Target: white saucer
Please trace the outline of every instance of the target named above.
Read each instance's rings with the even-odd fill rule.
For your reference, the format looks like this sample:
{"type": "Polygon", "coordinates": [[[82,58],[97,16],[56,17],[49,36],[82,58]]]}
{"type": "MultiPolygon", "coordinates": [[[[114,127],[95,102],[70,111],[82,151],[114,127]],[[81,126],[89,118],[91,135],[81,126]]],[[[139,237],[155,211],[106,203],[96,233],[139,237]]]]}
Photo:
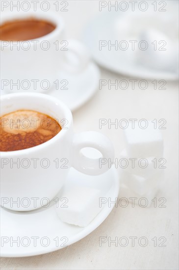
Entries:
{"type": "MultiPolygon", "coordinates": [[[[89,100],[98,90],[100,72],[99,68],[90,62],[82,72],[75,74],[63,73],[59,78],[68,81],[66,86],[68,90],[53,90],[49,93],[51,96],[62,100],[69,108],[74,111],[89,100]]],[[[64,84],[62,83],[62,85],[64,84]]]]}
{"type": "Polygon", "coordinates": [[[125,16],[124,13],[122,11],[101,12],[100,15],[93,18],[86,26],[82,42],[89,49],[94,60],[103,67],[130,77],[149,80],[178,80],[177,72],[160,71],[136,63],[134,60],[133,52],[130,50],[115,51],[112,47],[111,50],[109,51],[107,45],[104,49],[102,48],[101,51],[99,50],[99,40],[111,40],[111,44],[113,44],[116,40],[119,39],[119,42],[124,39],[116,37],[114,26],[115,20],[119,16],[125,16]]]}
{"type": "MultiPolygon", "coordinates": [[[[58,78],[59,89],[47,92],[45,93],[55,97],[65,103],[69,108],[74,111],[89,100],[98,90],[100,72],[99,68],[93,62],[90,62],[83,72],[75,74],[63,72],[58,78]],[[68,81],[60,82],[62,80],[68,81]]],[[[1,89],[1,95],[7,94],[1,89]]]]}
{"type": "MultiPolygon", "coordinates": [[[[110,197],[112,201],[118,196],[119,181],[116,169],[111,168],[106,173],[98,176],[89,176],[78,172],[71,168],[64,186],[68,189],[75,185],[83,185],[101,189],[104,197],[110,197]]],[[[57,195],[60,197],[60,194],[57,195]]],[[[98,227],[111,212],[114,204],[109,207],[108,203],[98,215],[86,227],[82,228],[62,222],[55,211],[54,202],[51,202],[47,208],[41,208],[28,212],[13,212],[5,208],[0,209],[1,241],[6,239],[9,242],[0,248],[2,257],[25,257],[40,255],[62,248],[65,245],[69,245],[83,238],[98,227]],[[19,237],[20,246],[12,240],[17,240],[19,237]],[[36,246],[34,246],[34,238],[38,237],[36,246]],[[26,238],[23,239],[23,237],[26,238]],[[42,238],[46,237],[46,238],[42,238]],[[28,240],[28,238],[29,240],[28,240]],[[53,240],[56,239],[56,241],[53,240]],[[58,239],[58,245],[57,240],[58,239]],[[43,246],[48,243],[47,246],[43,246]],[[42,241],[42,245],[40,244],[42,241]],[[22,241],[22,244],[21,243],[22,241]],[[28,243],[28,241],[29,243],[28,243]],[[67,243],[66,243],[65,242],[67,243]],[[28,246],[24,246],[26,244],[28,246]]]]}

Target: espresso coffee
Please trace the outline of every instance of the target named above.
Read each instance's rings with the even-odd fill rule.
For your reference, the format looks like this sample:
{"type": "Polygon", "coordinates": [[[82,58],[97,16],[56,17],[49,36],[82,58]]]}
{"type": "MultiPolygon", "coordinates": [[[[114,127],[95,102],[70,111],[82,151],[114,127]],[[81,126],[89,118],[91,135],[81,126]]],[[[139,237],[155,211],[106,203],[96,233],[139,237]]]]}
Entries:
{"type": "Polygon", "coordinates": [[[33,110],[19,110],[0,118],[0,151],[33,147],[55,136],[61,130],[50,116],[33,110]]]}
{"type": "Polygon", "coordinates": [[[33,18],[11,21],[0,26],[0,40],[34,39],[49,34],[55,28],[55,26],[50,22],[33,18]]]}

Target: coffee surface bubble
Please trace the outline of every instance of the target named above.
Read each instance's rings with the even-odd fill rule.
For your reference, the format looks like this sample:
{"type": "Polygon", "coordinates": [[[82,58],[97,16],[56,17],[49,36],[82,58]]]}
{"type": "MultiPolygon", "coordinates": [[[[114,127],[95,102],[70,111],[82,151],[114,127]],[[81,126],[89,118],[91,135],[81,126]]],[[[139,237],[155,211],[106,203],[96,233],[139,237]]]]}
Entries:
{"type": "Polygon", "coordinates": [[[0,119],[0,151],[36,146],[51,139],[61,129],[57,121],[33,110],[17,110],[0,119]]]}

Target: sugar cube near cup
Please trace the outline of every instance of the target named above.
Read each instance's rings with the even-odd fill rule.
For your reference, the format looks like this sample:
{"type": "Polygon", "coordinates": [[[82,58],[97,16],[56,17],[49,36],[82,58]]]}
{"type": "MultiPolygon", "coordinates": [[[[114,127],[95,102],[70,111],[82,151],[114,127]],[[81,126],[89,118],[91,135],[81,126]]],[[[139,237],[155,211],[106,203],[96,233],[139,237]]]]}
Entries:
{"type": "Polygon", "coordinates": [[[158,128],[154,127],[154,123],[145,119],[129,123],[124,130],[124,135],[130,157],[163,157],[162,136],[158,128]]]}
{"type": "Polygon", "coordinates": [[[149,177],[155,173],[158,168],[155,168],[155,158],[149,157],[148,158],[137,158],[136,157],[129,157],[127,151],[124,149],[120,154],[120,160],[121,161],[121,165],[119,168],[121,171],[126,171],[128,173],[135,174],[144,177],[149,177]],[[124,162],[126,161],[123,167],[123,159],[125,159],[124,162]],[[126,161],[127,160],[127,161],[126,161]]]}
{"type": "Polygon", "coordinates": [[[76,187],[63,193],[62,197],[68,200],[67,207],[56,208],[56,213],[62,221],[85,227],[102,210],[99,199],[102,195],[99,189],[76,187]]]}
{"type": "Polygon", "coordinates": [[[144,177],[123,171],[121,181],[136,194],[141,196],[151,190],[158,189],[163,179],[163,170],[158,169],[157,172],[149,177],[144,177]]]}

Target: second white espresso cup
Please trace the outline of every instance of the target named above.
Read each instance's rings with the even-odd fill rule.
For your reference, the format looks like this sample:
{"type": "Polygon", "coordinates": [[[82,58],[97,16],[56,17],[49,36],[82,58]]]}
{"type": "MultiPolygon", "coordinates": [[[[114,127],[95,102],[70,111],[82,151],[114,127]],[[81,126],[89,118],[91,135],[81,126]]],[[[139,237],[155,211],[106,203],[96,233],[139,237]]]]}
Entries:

══════════════════════════════

WHAT THE TASK REQUIRES -> Can you format all the lines above as a numbered list, skipping the blank lines and leaving the picture out?

TASK SOLUTION ->
1. Target: white saucer
2. Please trace the outline of every instance of the target named above.
3. Read each instance's rings with the even-odd fill rule.
4. For your reference, the format looks like this sample:
5. {"type": "Polygon", "coordinates": [[[82,58],[97,16],[56,17],[49,36],[82,58]]]}
6. {"type": "MultiPolygon", "coordinates": [[[[114,127],[95,102],[70,111],[82,151],[114,127]],[[81,126],[89,118],[91,135],[81,126]]],[[[139,237],[155,211],[106,203],[96,233],[139,237]]]]}
7. Photo:
8. Entries:
9. {"type": "MultiPolygon", "coordinates": [[[[89,100],[98,90],[100,72],[99,68],[90,62],[82,72],[75,74],[63,73],[59,78],[68,81],[66,86],[68,90],[53,90],[49,93],[51,96],[62,100],[69,108],[74,111],[89,100]]],[[[64,84],[62,83],[62,85],[64,84]]]]}
10. {"type": "Polygon", "coordinates": [[[125,16],[124,13],[122,11],[101,12],[100,15],[93,18],[86,26],[82,42],[89,49],[94,60],[103,67],[130,77],[149,80],[178,80],[177,72],[160,71],[136,63],[134,60],[133,52],[130,50],[115,51],[112,47],[111,50],[109,51],[107,45],[104,49],[102,48],[101,51],[99,50],[99,40],[111,40],[111,44],[113,44],[116,40],[119,39],[119,42],[124,39],[116,37],[114,26],[115,20],[119,16],[125,16]]]}
11. {"type": "MultiPolygon", "coordinates": [[[[58,78],[59,89],[47,92],[45,93],[55,97],[65,103],[69,108],[74,111],[89,100],[98,90],[100,72],[99,68],[93,62],[90,62],[83,72],[75,74],[63,72],[58,78]],[[68,81],[60,82],[62,80],[68,81]]],[[[1,89],[1,95],[7,94],[1,89]]]]}
12. {"type": "MultiPolygon", "coordinates": [[[[110,197],[112,201],[118,196],[119,181],[116,169],[111,168],[106,173],[98,176],[89,176],[78,172],[71,168],[64,186],[68,189],[75,185],[83,185],[101,189],[104,197],[110,197]]],[[[57,195],[60,197],[60,194],[57,195]]],[[[98,227],[111,212],[114,204],[109,207],[108,203],[98,215],[86,227],[82,228],[62,222],[55,211],[54,202],[51,202],[47,208],[41,208],[28,212],[13,212],[5,208],[0,209],[1,241],[6,239],[9,242],[0,248],[2,257],[25,257],[40,255],[62,248],[65,245],[69,245],[83,238],[98,227]],[[19,237],[20,246],[12,240],[17,240],[19,237]],[[36,246],[34,246],[34,238],[38,237],[36,246]],[[26,238],[23,239],[23,237],[26,238]],[[42,238],[46,237],[46,238],[42,238]],[[28,240],[28,238],[29,240],[28,240]],[[53,240],[56,239],[56,241],[53,240]],[[58,239],[58,245],[57,240],[58,239]],[[43,246],[48,243],[47,246],[43,246]],[[42,241],[42,245],[40,244],[42,241]],[[22,241],[22,244],[21,243],[22,241]],[[28,243],[28,241],[29,243],[28,243]],[[67,243],[66,243],[65,242],[67,243]],[[28,246],[24,246],[26,244],[28,246]]]]}
13. Target: espresso coffee
14. Please trace the outline of every instance of the target named above.
15. Read each instance's rings with the even-odd fill rule.
16. For your reference, the format looks like this sample:
17. {"type": "Polygon", "coordinates": [[[82,58],[97,16],[56,17],[49,36],[82,58]]]}
18. {"type": "MultiPolygon", "coordinates": [[[[114,127],[95,102],[70,111],[82,151],[114,127]],[[81,126],[89,118],[91,135],[81,126]]],[[[139,237],[155,211],[106,203],[96,233],[139,237]]]]}
19. Entries:
20. {"type": "Polygon", "coordinates": [[[33,110],[19,110],[0,118],[0,151],[33,147],[55,136],[61,130],[50,116],[33,110]]]}
21. {"type": "Polygon", "coordinates": [[[33,18],[11,21],[0,26],[0,40],[34,39],[49,34],[55,28],[55,26],[50,22],[33,18]]]}
22. Target: coffee surface bubble
23. Please trace the outline of every instance of the target named above.
24. Read each instance's rings with the even-odd fill rule.
25. For your reference, the format looks like this sample:
26. {"type": "Polygon", "coordinates": [[[82,58],[97,16],[56,17],[49,36],[82,58]]]}
27. {"type": "MultiPolygon", "coordinates": [[[[114,127],[95,102],[70,111],[82,151],[114,127]],[[81,126],[89,118],[91,135],[81,126]]],[[[139,237],[155,211],[106,203],[96,233],[139,237]]]]}
28. Entries:
29. {"type": "Polygon", "coordinates": [[[0,119],[0,151],[36,146],[51,139],[61,129],[57,121],[33,110],[17,110],[0,119]]]}
30. Target: sugar cube near cup
31. Please trace the outline of every instance of the target named above.
32. Read each instance's rings with the even-odd fill rule.
33. For your reference, the format looks like this sample:
34. {"type": "Polygon", "coordinates": [[[82,58],[97,16],[56,17],[49,36],[82,58]]]}
35. {"type": "MultiPolygon", "coordinates": [[[[114,127],[95,102],[70,111],[82,151],[114,127]],[[81,126],[89,118],[91,135],[81,126]]],[[[139,237],[155,211],[106,203],[96,233],[139,237]]]]}
36. Entries:
37. {"type": "Polygon", "coordinates": [[[158,128],[154,127],[154,123],[145,119],[129,123],[124,130],[124,135],[130,157],[163,157],[162,136],[158,128]]]}
38. {"type": "Polygon", "coordinates": [[[149,177],[155,173],[158,168],[155,168],[155,158],[149,157],[148,158],[137,158],[136,157],[129,157],[127,151],[124,149],[120,154],[120,160],[121,161],[121,165],[119,168],[121,171],[126,171],[128,173],[135,174],[144,177],[149,177]],[[124,162],[126,161],[123,167],[123,159],[125,159],[124,162]],[[126,161],[127,160],[127,161],[126,161]]]}
39. {"type": "Polygon", "coordinates": [[[76,187],[63,193],[62,197],[68,200],[67,207],[56,208],[56,213],[62,221],[85,227],[102,210],[99,199],[102,195],[99,189],[76,187]]]}
40. {"type": "Polygon", "coordinates": [[[144,177],[123,171],[121,181],[136,194],[141,196],[151,190],[158,189],[163,179],[163,170],[158,169],[157,172],[149,177],[144,177]]]}
41. Target: second white espresso cup
42. Please trace the outline of every instance of the target named above.
43. Read each instance's rings with the even-odd fill rule.
44. For your reference, the format looks like this sample:
45. {"type": "Polygon", "coordinates": [[[82,58],[97,16],[56,17],[49,36],[82,58]]]}
46. {"type": "MultiPolygon", "coordinates": [[[[114,127],[95,102],[70,111],[82,151],[114,127]],[[81,126],[89,118],[91,135],[81,126]]],[[[139,237],[155,211],[106,203],[96,233],[139,237]]]]}
47. Entries:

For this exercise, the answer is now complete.